Reproduce the records from the line containing "Indicate the blurred" up to and including their final line, substituting "Label" for every occurrence of "Target" and leaving all else unchanged.
⁂
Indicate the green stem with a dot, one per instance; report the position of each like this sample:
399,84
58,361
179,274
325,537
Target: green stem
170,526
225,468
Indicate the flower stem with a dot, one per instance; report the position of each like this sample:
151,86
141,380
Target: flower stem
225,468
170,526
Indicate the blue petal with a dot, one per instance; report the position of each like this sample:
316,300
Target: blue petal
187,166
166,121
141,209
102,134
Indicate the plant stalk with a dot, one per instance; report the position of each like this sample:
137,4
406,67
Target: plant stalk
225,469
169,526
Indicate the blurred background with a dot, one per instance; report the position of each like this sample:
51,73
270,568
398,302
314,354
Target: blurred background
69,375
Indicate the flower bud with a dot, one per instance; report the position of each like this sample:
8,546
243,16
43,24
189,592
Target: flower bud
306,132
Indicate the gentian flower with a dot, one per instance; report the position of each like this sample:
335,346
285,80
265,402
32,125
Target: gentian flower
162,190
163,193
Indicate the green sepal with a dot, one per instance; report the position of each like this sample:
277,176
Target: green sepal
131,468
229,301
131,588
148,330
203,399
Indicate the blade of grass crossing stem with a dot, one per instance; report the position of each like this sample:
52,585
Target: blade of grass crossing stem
⁂
### EXPECTED ANSWER
Indicate the blurred background with a dot, one per instance; report the position of each like this sample:
51,73
270,568
398,302
314,354
Label: blurred background
69,375
Indicate the flower bud with a dot, one per instance; report the position of each like this sample:
8,546
243,16
43,24
189,592
Label: flower bud
306,132
Indicate the gentian flower with a dot, one per instance; report the position of each like this sample:
335,346
285,80
265,402
32,125
Label: gentian flower
162,190
163,193
Indicate the green sepal with a dot, one per instance; report the position of each like this sample:
277,176
Label: green sepal
131,468
229,301
131,588
148,330
203,399
Indicate the blade of grass crossing stem with a dot, one per instance; report the position of each like this sample:
52,585
Label: blade of grass crossing stem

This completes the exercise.